READING PASSAGE =>
Akii? Well he now works as a translator  (English into Japanese ), and being like the others in his early sixties, still very active. Me being ten year on leaves me behind in some respects, which is why when they all went hiking as a group, I spent much of my time gazing out to sea, scribbling lines of poetry, checking out studios and workshops, and giving lifts to a few of the many young people hitch-hiking their way around the island.

Pam and Louise share a passionate love of the novel. In fact much of their time together was spent sharing titles, authors and opinions. During the last ten years of my time in Japan I read fewer and fewer stories and became much more concerned with non-fiction. I think I got to the stage that I wanted to learn rather be entertained, and the obsession with clever writing – mind over matter – became increasingly repetitive, dull and meaningless. At best I would read, admire and then think, Yes, but so what? What have I got out of this experience? All too often the answer was little to nothing. I know that story telling can carry us into other worlds, but I am more concerned with being 100% awake in this one: the here and now.

In July 1837, the William Nicholl sailed to Sydney, Australia, from Islornsay carrying  322 passengers including 70 familes from Sleat, just down the road from where we were staying. Not hard to imagine just how tough life  was in those days...

INSTRUCTIONS =>
1 – According to the reading passage, how many passengers did the William Nicholl carry when it sailed to Sydney in July 1837?
2 – Rescale the part of the listing that runs from the line containing "In this exercise you will label the blue sign" through the end of the listing, both ends included. Reproduce every line, requests included, multiplying each coordinate in the answers by 1.4 and rounding to whole numbers, with halves rounded up.
The reading passage and the listing have no connection to each other.

Dataset excerpts on pointing at objects
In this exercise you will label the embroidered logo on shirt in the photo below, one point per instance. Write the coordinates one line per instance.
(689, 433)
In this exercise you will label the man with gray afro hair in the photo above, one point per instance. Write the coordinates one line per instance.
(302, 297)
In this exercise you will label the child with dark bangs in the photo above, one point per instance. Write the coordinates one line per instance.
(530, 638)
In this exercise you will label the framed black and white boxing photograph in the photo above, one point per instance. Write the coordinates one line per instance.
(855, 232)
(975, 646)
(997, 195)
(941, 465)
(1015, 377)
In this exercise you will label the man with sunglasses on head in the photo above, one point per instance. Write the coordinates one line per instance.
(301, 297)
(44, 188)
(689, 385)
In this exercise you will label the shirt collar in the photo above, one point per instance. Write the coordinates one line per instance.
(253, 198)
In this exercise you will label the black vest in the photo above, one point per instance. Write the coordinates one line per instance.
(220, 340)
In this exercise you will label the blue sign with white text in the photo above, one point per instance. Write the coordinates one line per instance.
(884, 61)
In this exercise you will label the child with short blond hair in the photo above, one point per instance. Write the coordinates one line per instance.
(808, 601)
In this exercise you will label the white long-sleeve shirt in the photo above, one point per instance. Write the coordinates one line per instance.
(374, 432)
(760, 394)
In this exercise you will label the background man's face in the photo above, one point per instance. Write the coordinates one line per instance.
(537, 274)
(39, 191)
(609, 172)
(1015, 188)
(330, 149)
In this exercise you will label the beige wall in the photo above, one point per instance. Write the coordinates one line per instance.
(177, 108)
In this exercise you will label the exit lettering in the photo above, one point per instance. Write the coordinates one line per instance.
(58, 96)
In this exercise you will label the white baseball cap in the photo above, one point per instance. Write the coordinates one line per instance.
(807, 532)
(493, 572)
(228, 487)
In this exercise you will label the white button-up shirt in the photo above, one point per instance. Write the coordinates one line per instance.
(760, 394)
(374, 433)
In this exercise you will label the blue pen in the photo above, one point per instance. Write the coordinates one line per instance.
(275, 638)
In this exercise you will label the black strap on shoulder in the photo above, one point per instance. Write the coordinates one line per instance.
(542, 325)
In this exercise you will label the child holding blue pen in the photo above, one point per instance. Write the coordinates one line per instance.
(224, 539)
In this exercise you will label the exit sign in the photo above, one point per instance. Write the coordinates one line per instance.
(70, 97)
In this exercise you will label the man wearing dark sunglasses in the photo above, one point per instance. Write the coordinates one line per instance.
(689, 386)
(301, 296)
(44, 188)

EXERCISE SOLUTIONS =>
1 – It carried 322 passengers.

2 –
In this exercise you will label the blue sign with white text in the photo above, one point per instance. Write the coordinates one line per instance.
(1238, 85)
In this exercise you will label the child with short blond hair in the photo above, one point per instance. Write the coordinates one line per instance.
(1131, 841)
In this exercise you will label the white long-sleeve shirt in the photo above, one point per instance. Write the coordinates one line per instance.
(524, 605)
(1064, 552)
In this exercise you will label the background man's face in the photo above, one point per instance. Write the coordinates one line per instance.
(752, 384)
(55, 267)
(853, 241)
(1421, 263)
(462, 209)
In this exercise you will label the beige wall in the photo above, one point per instance. Write the coordinates one line per instance.
(248, 151)
In this exercise you will label the exit lettering in the photo above, one point per instance. Write the coordinates one line per instance.
(81, 134)
In this exercise you will label the white baseball cap in the photo above, one point per instance. Write the coordinates one line per instance.
(1130, 745)
(690, 801)
(319, 682)
In this exercise you will label the white button-up shirt in the photo above, one point per instance. Write the coordinates one line per instance.
(1064, 552)
(524, 606)
In this exercise you will label the blue pen in the photo above, one point per instance. Write the coordinates one line per instance.
(385, 893)
In this exercise you will label the black strap on shoulder in the photo above, one point per instance. Write the coordinates one line per instance.
(759, 455)
In this exercise you will label the child holding blue pen in the photo above, one point per instance. Write the coordinates one line per instance.
(314, 755)
In this exercise you will label the exit sign in the photo above, one point per instance. Write the coordinates one line per instance.
(98, 136)
In this exercise you will label the man wearing dark sunglasses in the photo above, one point per instance. Write the coordinates one line per instance.
(965, 540)
(421, 414)
(62, 263)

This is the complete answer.